**GIVEN INSTRUCTION 1**
From the lab handout, write out the part that opens with the words containing "Contacts Phonebook" and closes with "the following components.", changing "browser" to "web client".

CSE-2041A
Net-Centric Computing

York University
Fall 2011
Lab #5: Webapp II
Contacts Phone Book (Rebooted)
  Introduction

Welcome to lab #5. Let's build a webapp! Call it pb (phonebook).

 
  Contacts Phonebook
Requirements Document

The user starts by visiting the URL

https://www.cse.yorku.ca/~cseXXXXX/pb/pb.cgi

where cseXXXXX is your Red login. At that point, the browser prompts for username and password. Any valid Red user should be able to login. After a successful authentication, the user is presented with the a search page having the following components.

  1. A message that says “Welcome X”, where X is the user's username. If the user has visited the webapp before, then the message should say, “Welcome back X. Your last visit was xxx.” The xxx should be the time of the person's last visit.

  2. A label, a textbox, and a button entitled “Find”. The user can enter a person's last name — or a part thereof — and click “Find” in order to initiate a database search for the telephone number of that person. The search should be case insensitive.

**EXCERPTED RECORDS**
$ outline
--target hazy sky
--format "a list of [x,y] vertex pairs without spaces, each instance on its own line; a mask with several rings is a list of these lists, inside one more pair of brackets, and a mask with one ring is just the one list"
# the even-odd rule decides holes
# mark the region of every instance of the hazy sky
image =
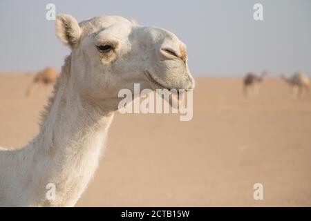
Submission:
[[[100,15],[134,18],[174,32],[195,76],[239,76],[267,69],[311,75],[311,1],[0,1],[0,71],[60,68],[69,50],[46,19],[46,6],[78,21]],[[263,6],[262,21],[253,6]]]

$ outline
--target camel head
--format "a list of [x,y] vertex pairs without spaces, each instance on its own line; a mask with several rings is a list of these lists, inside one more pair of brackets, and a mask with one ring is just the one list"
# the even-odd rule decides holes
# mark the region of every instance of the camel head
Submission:
[[70,15],[59,15],[56,31],[71,49],[75,86],[89,99],[117,98],[121,89],[133,91],[137,83],[140,90],[194,87],[186,46],[166,30],[116,16],[78,23]]

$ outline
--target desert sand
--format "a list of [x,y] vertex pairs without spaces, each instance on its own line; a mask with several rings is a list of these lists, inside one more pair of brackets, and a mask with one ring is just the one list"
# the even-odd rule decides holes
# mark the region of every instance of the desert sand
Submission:
[[[0,74],[0,146],[39,131],[51,86]],[[194,117],[117,113],[93,180],[77,206],[311,206],[311,94],[292,99],[268,78],[246,99],[241,78],[197,78]],[[254,200],[253,185],[263,185]]]

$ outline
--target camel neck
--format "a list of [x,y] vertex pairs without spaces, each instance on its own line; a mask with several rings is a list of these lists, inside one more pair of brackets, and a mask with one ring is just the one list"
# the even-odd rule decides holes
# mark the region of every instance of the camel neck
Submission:
[[[61,82],[39,133],[26,151],[32,150],[35,171],[31,186],[41,194],[30,204],[76,203],[97,166],[113,117],[113,111],[82,99],[73,81]],[[55,188],[55,199],[46,197],[48,184]]]

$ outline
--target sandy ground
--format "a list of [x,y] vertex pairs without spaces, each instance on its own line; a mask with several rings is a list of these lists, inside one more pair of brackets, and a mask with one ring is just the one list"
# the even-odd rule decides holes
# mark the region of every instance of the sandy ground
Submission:
[[[0,75],[0,145],[38,132],[50,88],[23,96],[32,75]],[[194,118],[116,114],[78,206],[311,206],[311,96],[278,79],[245,99],[239,78],[197,79]],[[263,200],[253,198],[262,183]]]

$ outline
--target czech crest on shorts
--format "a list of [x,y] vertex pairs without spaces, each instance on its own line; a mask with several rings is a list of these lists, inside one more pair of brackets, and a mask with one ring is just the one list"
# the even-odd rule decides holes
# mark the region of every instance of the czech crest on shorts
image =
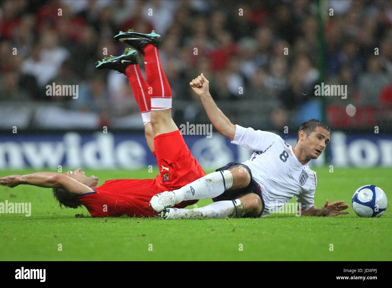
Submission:
[[306,182],[309,177],[308,174],[305,172],[305,170],[302,170],[302,172],[301,172],[301,175],[299,175],[299,184],[301,186],[303,186],[303,185],[305,184],[305,182]]

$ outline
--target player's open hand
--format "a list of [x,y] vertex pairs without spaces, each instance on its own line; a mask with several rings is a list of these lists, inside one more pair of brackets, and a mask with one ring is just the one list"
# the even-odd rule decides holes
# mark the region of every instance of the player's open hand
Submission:
[[330,203],[327,199],[321,208],[321,213],[324,216],[338,216],[342,214],[348,214],[349,212],[343,211],[348,208],[348,204],[344,201],[336,201]]
[[5,177],[0,177],[0,185],[13,188],[20,184],[20,175],[9,175]]
[[204,77],[202,73],[200,76],[198,76],[191,82],[189,85],[195,93],[200,96],[209,92],[209,91],[208,80]]

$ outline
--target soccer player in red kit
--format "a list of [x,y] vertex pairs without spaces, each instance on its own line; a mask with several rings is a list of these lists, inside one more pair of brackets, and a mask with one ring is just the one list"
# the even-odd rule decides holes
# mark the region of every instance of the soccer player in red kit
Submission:
[[[160,36],[154,31],[143,34],[129,30],[120,32],[114,39],[136,50],[126,49],[120,56],[98,62],[96,67],[116,70],[128,77],[142,113],[147,144],[156,158],[159,174],[154,179],[107,180],[98,186],[98,178],[87,177],[78,169],[63,174],[39,172],[10,175],[0,177],[0,184],[52,188],[60,206],[77,208],[83,205],[94,217],[124,214],[151,217],[154,216],[149,205],[152,196],[178,189],[205,175],[171,117],[171,92],[159,58]],[[147,82],[139,67],[138,51],[144,56]],[[176,207],[184,208],[198,201],[184,201]]]

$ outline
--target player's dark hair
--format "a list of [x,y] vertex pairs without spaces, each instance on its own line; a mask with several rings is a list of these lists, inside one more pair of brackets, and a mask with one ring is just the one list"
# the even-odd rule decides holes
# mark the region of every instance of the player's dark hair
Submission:
[[310,135],[316,130],[316,127],[321,127],[329,132],[330,134],[331,129],[325,123],[319,121],[316,119],[310,119],[302,123],[297,132],[297,142],[299,139],[299,131],[302,130],[307,136]]
[[60,207],[63,205],[66,207],[76,209],[82,206],[78,197],[74,194],[73,194],[65,189],[62,188],[53,188],[53,196],[58,201]]

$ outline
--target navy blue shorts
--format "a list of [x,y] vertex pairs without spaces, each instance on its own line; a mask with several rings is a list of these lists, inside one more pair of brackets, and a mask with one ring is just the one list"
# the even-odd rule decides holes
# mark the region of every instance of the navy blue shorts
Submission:
[[242,166],[242,167],[246,168],[246,169],[248,170],[248,172],[249,172],[249,174],[250,176],[251,179],[250,182],[249,183],[249,185],[244,188],[241,188],[240,189],[238,189],[236,190],[226,190],[222,194],[219,195],[219,196],[215,197],[215,198],[213,198],[212,201],[215,202],[217,201],[233,200],[235,200],[236,199],[238,199],[241,196],[243,196],[247,194],[249,194],[249,193],[254,193],[255,194],[259,196],[259,197],[260,197],[260,199],[261,200],[261,203],[263,204],[263,208],[261,209],[261,212],[260,212],[260,214],[257,216],[258,217],[260,217],[261,216],[261,214],[263,214],[263,211],[264,210],[264,201],[263,200],[263,196],[261,195],[261,192],[259,188],[259,185],[252,176],[252,172],[250,171],[250,169],[249,169],[249,167],[246,165],[243,164],[242,163],[237,163],[235,162],[230,162],[226,166],[223,166],[223,167],[219,168],[219,169],[217,169],[215,171],[217,172],[218,171],[229,170],[231,168],[234,168],[234,167],[238,167],[239,166]]

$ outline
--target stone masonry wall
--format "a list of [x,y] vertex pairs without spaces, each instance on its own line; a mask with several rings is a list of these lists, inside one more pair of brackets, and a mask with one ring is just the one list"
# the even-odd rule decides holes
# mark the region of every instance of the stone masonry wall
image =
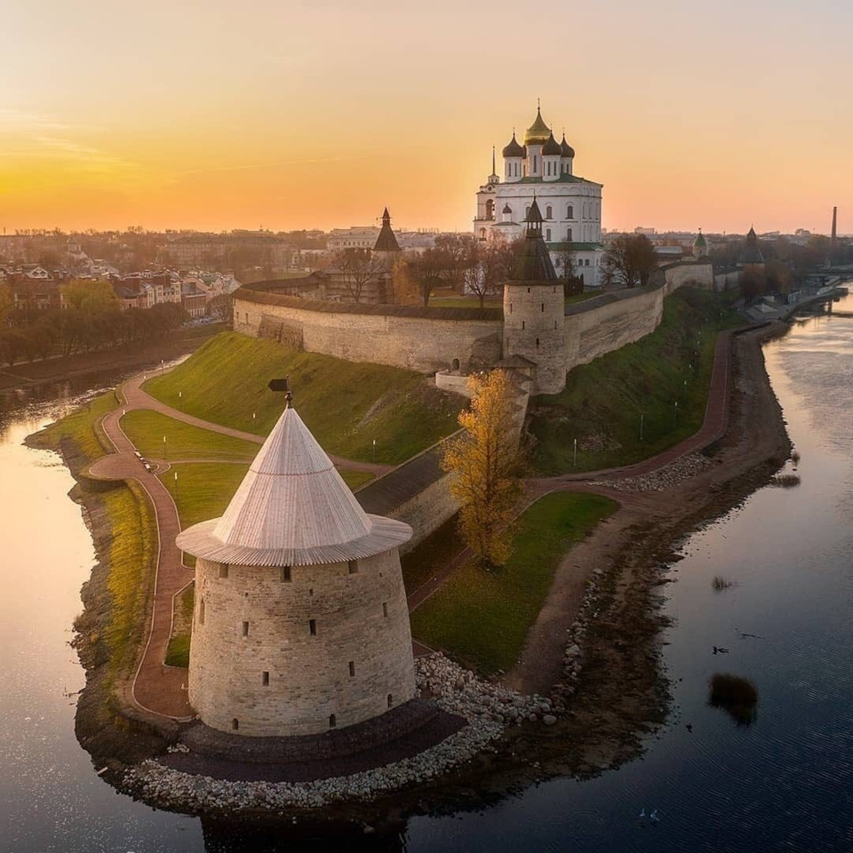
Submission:
[[359,560],[355,573],[337,563],[293,566],[290,577],[257,566],[220,577],[219,563],[198,560],[189,700],[203,722],[253,737],[311,735],[328,731],[332,714],[339,729],[412,698],[395,550]]
[[458,359],[458,369],[467,372],[501,357],[500,321],[339,314],[259,304],[235,297],[235,331],[257,338],[261,326],[270,329],[275,318],[285,323],[290,336],[294,334],[295,326],[301,327],[306,352],[325,353],[351,362],[372,362],[433,373],[451,369],[453,360]]

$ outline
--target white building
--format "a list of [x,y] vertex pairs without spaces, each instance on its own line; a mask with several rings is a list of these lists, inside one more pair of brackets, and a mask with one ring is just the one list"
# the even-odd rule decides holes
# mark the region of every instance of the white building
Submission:
[[474,235],[481,240],[498,235],[508,240],[521,236],[536,198],[545,219],[543,237],[557,273],[562,275],[571,252],[575,275],[581,275],[586,286],[600,285],[602,185],[575,174],[575,151],[565,134],[557,142],[537,109],[524,144],[516,141],[514,132],[502,154],[503,178],[496,173],[492,152],[492,173],[477,193]]

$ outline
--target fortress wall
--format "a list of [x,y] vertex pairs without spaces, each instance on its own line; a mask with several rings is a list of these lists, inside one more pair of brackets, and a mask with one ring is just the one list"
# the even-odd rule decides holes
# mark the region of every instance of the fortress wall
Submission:
[[[634,343],[654,331],[664,310],[669,288],[642,288],[630,298],[590,304],[587,310],[566,315],[566,370]],[[597,299],[591,299],[594,303]],[[578,305],[581,307],[584,303]]]
[[[454,366],[463,372],[498,361],[499,320],[450,320],[379,313],[312,310],[256,303],[235,296],[234,329],[252,337],[275,337],[283,329],[289,344],[300,339],[309,353],[351,362],[372,362],[432,373]],[[264,334],[259,334],[261,325]]]

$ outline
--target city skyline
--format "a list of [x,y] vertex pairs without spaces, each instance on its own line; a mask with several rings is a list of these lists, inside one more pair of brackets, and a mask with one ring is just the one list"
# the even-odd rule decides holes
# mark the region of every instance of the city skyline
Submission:
[[853,10],[610,0],[549,11],[515,44],[523,14],[9,10],[0,228],[329,230],[387,205],[400,226],[470,230],[492,146],[499,160],[539,98],[604,185],[609,230],[825,234],[833,204],[850,230]]

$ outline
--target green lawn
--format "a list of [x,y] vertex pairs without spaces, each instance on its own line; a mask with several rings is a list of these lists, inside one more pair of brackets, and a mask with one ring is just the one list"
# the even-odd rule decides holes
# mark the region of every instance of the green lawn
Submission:
[[[160,480],[175,498],[180,526],[187,528],[210,518],[219,518],[248,469],[248,463],[179,462],[161,474]],[[341,471],[340,474],[350,489],[357,489],[373,478],[372,474],[362,471]]]
[[82,464],[94,462],[113,449],[98,422],[117,405],[115,392],[108,391],[36,433],[32,443],[59,448],[64,442],[70,442]]
[[717,294],[682,289],[668,297],[654,332],[576,367],[561,394],[535,398],[537,471],[626,465],[692,435],[705,418],[717,333],[742,322]]
[[147,458],[251,461],[260,450],[253,442],[193,426],[150,409],[129,411],[122,418],[122,429]]
[[265,435],[284,407],[283,395],[267,385],[286,375],[296,409],[323,449],[363,461],[372,460],[374,439],[378,462],[405,461],[454,432],[465,403],[419,373],[295,352],[235,332],[218,335],[145,389],[197,418]]
[[518,522],[500,570],[460,566],[411,614],[414,636],[482,674],[508,671],[524,648],[560,558],[617,508],[599,495],[554,492]]
[[172,622],[172,634],[169,638],[166,649],[165,663],[167,666],[189,666],[189,644],[192,635],[193,606],[195,604],[195,586],[190,584],[175,599],[175,614]]

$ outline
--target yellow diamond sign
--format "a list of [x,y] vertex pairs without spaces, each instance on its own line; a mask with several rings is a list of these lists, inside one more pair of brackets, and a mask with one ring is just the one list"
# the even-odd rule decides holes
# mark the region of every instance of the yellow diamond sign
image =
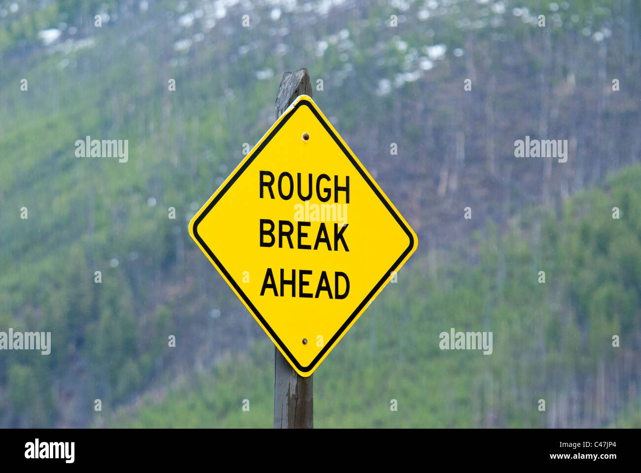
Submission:
[[395,281],[417,244],[307,95],[198,211],[189,232],[302,376]]

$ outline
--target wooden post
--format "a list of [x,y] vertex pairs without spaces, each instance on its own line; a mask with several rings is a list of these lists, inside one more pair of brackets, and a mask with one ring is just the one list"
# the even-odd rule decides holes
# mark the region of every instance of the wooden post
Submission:
[[[312,97],[312,83],[307,69],[283,74],[276,95],[276,119],[299,95]],[[314,426],[313,375],[299,376],[274,347],[274,428],[312,429]]]

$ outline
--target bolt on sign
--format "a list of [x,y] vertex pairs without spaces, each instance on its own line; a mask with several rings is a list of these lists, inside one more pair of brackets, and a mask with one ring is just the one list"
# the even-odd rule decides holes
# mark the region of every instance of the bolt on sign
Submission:
[[238,164],[189,232],[301,376],[313,372],[417,244],[307,95]]

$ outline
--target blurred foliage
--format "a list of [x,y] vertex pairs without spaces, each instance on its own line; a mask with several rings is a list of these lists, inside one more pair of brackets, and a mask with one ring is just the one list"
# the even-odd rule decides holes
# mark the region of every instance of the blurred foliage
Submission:
[[[638,159],[638,3],[414,1],[405,10],[367,1],[326,12],[326,2],[302,2],[276,15],[258,2],[249,10],[254,26],[243,28],[248,3],[0,1],[0,331],[51,331],[53,344],[48,356],[0,356],[0,426],[103,425],[95,399],[104,417],[121,410],[114,425],[271,425],[273,347],[195,249],[187,224],[243,144],[273,122],[281,73],[301,66],[313,82],[323,78],[314,97],[412,224],[444,228],[458,245],[428,254],[419,231],[399,283],[315,375],[317,425],[555,425],[534,407],[564,392],[576,395],[588,426],[613,422],[612,410],[632,402],[639,381],[630,366],[639,356],[641,196],[638,167],[607,182],[601,171]],[[546,30],[553,56],[524,21],[542,10],[551,26],[555,14],[562,22]],[[109,17],[101,28],[98,13]],[[398,29],[386,26],[392,14]],[[48,29],[60,36],[45,45],[38,33]],[[608,31],[602,56],[606,40],[594,35]],[[442,60],[429,54],[438,44]],[[572,176],[597,176],[603,188],[577,192],[557,215],[526,192],[541,192],[537,164],[514,163],[514,183],[486,180],[487,104],[453,92],[470,64],[483,81],[504,74],[501,93],[477,94],[501,117],[497,137],[529,133],[546,88],[558,86],[554,129],[585,130],[579,142],[588,143]],[[592,99],[603,88],[601,67],[624,85],[620,102]],[[563,88],[571,74],[574,94]],[[597,128],[610,147],[589,142]],[[437,198],[434,176],[456,154],[460,129],[461,194]],[[129,162],[76,158],[76,140],[88,135],[128,140]],[[400,163],[387,154],[394,141]],[[576,180],[573,191],[583,183]],[[510,210],[501,215],[505,182]],[[456,212],[435,208],[446,201]],[[487,203],[487,213],[475,207],[473,224],[497,222],[478,225],[474,236],[458,233],[444,219],[460,221],[462,202]],[[536,282],[540,269],[545,285]],[[494,331],[494,353],[441,352],[438,334],[450,327]],[[619,349],[611,348],[613,334]],[[604,370],[620,374],[608,384],[620,401],[592,417],[603,402],[590,393]]]

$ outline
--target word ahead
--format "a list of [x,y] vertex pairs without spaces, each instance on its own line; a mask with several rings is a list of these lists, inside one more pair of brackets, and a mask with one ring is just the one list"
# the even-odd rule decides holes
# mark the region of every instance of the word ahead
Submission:
[[189,231],[303,376],[416,249],[414,232],[306,95],[210,197]]

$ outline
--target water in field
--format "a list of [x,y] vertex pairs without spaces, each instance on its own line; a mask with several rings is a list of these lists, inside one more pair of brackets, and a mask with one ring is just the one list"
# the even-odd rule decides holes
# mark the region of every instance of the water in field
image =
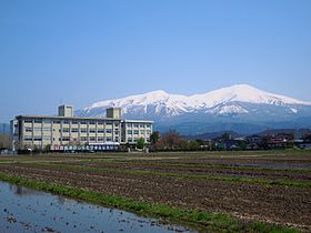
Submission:
[[0,233],[189,231],[124,211],[0,182]]

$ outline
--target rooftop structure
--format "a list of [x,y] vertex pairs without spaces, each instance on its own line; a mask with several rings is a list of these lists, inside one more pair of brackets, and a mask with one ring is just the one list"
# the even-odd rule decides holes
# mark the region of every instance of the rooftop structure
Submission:
[[121,119],[121,109],[108,109],[107,118],[73,116],[73,107],[59,107],[58,115],[18,115],[11,121],[16,150],[48,150],[69,146],[96,146],[114,150],[136,144],[139,138],[150,142],[153,121]]

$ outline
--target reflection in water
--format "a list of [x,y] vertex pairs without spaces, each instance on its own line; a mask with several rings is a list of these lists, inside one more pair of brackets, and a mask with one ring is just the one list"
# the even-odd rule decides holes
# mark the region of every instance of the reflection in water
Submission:
[[12,191],[17,195],[38,195],[40,193],[36,190],[30,190],[24,186],[17,186],[13,184],[9,184],[9,186],[10,191]]
[[0,182],[0,233],[189,232],[158,220]]

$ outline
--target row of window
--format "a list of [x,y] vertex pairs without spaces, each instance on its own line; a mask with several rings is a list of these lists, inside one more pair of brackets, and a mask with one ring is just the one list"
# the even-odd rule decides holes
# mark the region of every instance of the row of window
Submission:
[[[138,138],[128,138],[128,142],[137,142]],[[147,139],[147,142],[150,142],[150,139]]]
[[151,128],[151,124],[139,124],[139,123],[127,123],[127,126],[128,128],[148,128],[150,129]]
[[[26,132],[40,132],[40,131],[51,131],[51,129],[50,128],[24,128],[24,131]],[[54,130],[53,130],[54,131]],[[69,133],[70,132],[70,129],[69,128],[63,128],[62,130],[59,130],[59,132],[63,132],[63,133]],[[78,133],[79,132],[79,129],[78,128],[72,128],[71,129],[71,132],[72,133]],[[80,129],[80,132],[81,133],[87,133],[88,132],[88,130],[86,129],[86,128],[82,128],[82,129]],[[98,133],[112,133],[112,129],[107,129],[107,130],[104,130],[104,129],[98,129],[98,130],[96,130],[96,129],[90,129],[89,130],[89,132],[90,133],[96,133],[96,132],[98,132]],[[118,130],[114,130],[114,133],[116,134],[118,134],[119,133],[119,131]]]
[[[50,123],[54,123],[54,124],[98,124],[98,125],[112,125],[113,122],[112,121],[60,121],[60,120],[24,120],[24,123],[43,123],[43,124],[50,124]],[[114,126],[119,126],[120,123],[119,122],[114,122]]]
[[147,131],[144,131],[144,130],[128,130],[127,131],[127,133],[128,134],[144,134],[144,133],[147,133],[147,134],[150,134],[151,133],[151,131],[150,130],[147,130]]
[[[32,136],[26,135],[23,140],[24,140],[24,141],[32,141]],[[42,141],[42,140],[51,140],[51,138],[50,138],[50,136],[33,136],[33,141]],[[59,141],[63,141],[63,142],[69,142],[69,141],[70,141],[70,138],[69,138],[69,136],[62,136],[62,138],[59,138],[58,140],[59,140]],[[54,138],[53,138],[53,141],[56,141]],[[88,141],[88,136],[81,136],[81,138],[80,138],[80,141],[87,142],[87,141]],[[90,138],[89,138],[89,141],[91,141],[91,142],[96,142],[96,141],[97,141],[97,142],[103,142],[103,141],[104,141],[104,138],[103,138],[103,136],[98,136],[98,138],[96,138],[96,136],[90,136]],[[112,138],[107,136],[107,138],[106,138],[106,141],[107,141],[107,142],[112,142]],[[116,138],[114,138],[114,142],[119,142],[119,136],[116,136]]]
[[[61,132],[61,130],[59,130],[59,132]],[[69,133],[70,130],[69,130],[68,128],[63,128],[63,129],[62,129],[62,132],[63,132],[63,133]],[[78,133],[78,132],[79,132],[79,129],[73,128],[73,129],[71,129],[71,132],[72,132],[72,133]],[[80,132],[81,132],[81,133],[87,133],[88,130],[87,130],[86,128],[82,128],[82,129],[80,129]],[[112,133],[112,130],[111,130],[111,129],[107,129],[107,130],[104,130],[104,129],[98,129],[98,130],[96,130],[96,129],[90,129],[90,130],[89,130],[89,133]],[[119,131],[118,131],[118,130],[114,130],[114,133],[116,133],[116,134],[119,134]]]

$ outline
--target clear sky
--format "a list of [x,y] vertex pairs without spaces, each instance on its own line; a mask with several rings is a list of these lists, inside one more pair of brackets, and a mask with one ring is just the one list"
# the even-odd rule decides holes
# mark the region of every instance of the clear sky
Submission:
[[310,0],[1,0],[0,122],[238,83],[311,101]]

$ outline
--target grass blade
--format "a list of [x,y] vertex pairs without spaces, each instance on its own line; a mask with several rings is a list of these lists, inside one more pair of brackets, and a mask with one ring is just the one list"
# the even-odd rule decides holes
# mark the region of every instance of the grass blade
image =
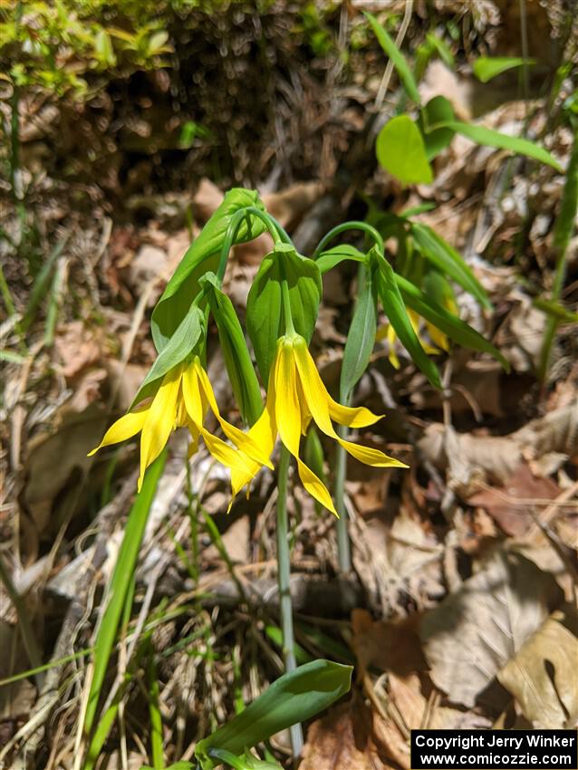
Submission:
[[400,80],[401,81],[401,84],[403,85],[406,93],[410,99],[413,99],[416,104],[419,104],[421,101],[419,98],[419,91],[418,91],[418,86],[414,80],[411,70],[409,69],[409,65],[405,60],[405,56],[400,51],[400,49],[395,44],[393,40],[390,37],[390,35],[387,34],[387,32],[383,29],[383,27],[378,22],[375,16],[372,16],[371,14],[366,13],[365,17],[369,20],[370,24],[373,27],[373,32],[375,33],[375,36],[378,39],[378,43],[385,51],[386,54],[390,57],[390,59],[393,62],[393,65],[397,70],[398,75],[400,76]]
[[94,725],[102,682],[127,594],[131,584],[131,578],[136,568],[139,550],[157,489],[157,483],[164,468],[166,458],[167,451],[165,450],[150,466],[145,475],[142,488],[137,495],[129,514],[124,537],[119,551],[119,558],[111,581],[108,604],[97,630],[94,643],[92,680],[84,715],[85,735],[91,733]]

**GIVEN INSTRUCTION 2**
Extract every line of the entries that contains the string "bolt", matching case exactly.

**EXPECTED ANSWER 1**
Contacts Phonebook
Requirements Document

The user starts by visiting the URL

https://www.cse.yorku.ca/~cseXXXXX/pb/pb.cgi

where cseXXXXX is your Red login. At that point, the web client prompts for username and password. Any valid Red user should be able to login. After a successful authentication, the user is presented with the a search page having the following components.

**EXPECTED ANSWER 2**
--target bolt on sign
# mark the region of every instance of the bolt on sign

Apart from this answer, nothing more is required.